**SUPPLIED PASSAGE:**
LTD Broadband, which was the largest winning bidder in last year’s FCC Rural Digital Opportunity Fund (RDOF) auction, has asked the commission to reconsider its decision involving the carrier’s application for eligible telecommunications carrier (ETC) status in California, alleging “egregious misconduct” on the part of the attorney that handled the filing. Unless reversed, the FCC decision will prevent LTD Broadband from obtaining RDOF funding for the state.
Last month, the FCC said LTD Broadband failed to act in a timely manner to obtain ETC status in California and two other states, a requirement for obtaining RDOF funding. But according to an LTD Broadband filing with the FCC this week, the company puts responsibility for the late filing on the attorney that the company was using at that time to handle ETC applications.
The RDOF auction tentatively awarded funding to cover some of the costs of deploying broadband to unserved rural areas, with funding for an area going to the company that committed to deploying service for the lowest level of support. LTD Broadband was tentatively awarded $1.3 billion for deployments in multiple states.
LTD Broadband ETC Status
California law requires companies seeking ETC status to first obtain a certificate of public convenience and necessity (CPCN), LTD states in its filing with the FCC this week.
According to the filing, the lawyer that the company engaged to handle ETC applications told the company that he had submitted the California ETC application and CPCN application in April. That filing was made by mail without confirmation whether such applications were being accepted by mail amid the COVID-19 pandemic, LTD Broadband says.
LTD also states that the lawyer admitted to fabricating a confirmation receipt dated April 26, 2021 from the receipt for the electronic filing that he subsequently made on June 3. To do this, he used a PDF editing function to alter the date and substituted a docket number based on what he believed to be the next number in sequence in the California Public Utilities Commission system.
That June 3 filing is what the FCC took issue with, as RDOF winners were expected to obtain ETC status by June 7.
The commission did give some companies extra time to obtain ETC status and LTD Broadband argues that the company’s California application should have been included with those exceptions.

**WORK INSTRUCTION A:**
Answer these questions from the LTD Broadband article:
(i) How much funding was LTD Broadband tentatively awarded in the RDOF auction?
(ii) What does California law require companies to obtain before they seek ETC status?
(iii) By what date were RDOF winners expected to obtain ETC status?
**WORK INSTRUCTION B:**
Retype the LTD Broadband article from "LTD Broadband, which" up to and including "for the state.".
**WORK INSTRUCTION C:**
Continue the LTD Broadband article from where it stops.

**MATERIAL SHOWN:**

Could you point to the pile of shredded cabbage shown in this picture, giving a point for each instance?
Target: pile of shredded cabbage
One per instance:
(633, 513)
==
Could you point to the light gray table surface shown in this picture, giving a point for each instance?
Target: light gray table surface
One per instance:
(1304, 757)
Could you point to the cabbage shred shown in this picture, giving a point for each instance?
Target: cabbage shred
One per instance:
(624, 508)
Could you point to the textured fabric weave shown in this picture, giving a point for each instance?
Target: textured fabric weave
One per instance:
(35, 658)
...
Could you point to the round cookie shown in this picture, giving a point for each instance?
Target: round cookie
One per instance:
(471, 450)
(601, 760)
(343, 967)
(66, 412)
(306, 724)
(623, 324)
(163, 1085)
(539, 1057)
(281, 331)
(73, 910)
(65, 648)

**RESPONSE A:**
(i) $1.3 billion
(ii) A certificate of public convenience and necessity (CPCN)
(iii) June 7

**RESPONSE B:**
LTD Broadband, which was the largest winning bidder in last year’s FCC Rural Digital Opportunity Fund (RDOF) auction, has asked the commission to reconsider its decision involving the carrier’s application for eligible telecommunications carrier (ETC) status in California, alleging “egregious misconduct” on the part of the attorney that handled the filing. Unless reversed, the FCC decision will prevent LTD Broadband from obtaining RDOF funding for the state.

**RESPONSE C:**
The company states that obtaining CPCN certification in California can take 18 months. It also notes that some other RDOF winning bidders that were required to obtain both CPCN and ETC certification were not able to obtain ETC certification in time to meet the FCC deadline.
LTD argues that the “critical factor” in the company failing to obtain California ETC status before the deadline is not the timing of the submission of the ETC application but the fact that the company had not yet received CPCN certification.
LTD Broadband asks the FCC to reconsider its decision about the company on California because the company “cannot reasonably be imputed with the gross misconduct and deception engaged in by its then-newly-retained and since dismissed counsel” and because “the actual filing of LTD’s California ETC/CPCN applications . . . leaves LTD in the same position as other RDOF auction winners that also filed their ETC applications before June 7, 2021.”
California ETC status is not the only hurdle LTD Broadband must face before receiving RDOF funding. The FCC also has not yet approved the company’s long-form application, which has generated considerable controversy. Critics argue that the company can’t economically deploy the fiber networks it has committed to building at the level of support won and that the company doesn’t have the resources to undertake buildouts for all the areas where it had winning bids.
The number of buildouts the company would have to make are declining, however. The company did not protest the FCC’s decision to disqualify winning bids in Kansas and Oklahoma, where the company also did not obtain ETC status before the deadline. The company also has opted not to pursue deployments in areas where it had winning bids but which, according to other stakeholders, already have broadband service or are not appropriate for deployment.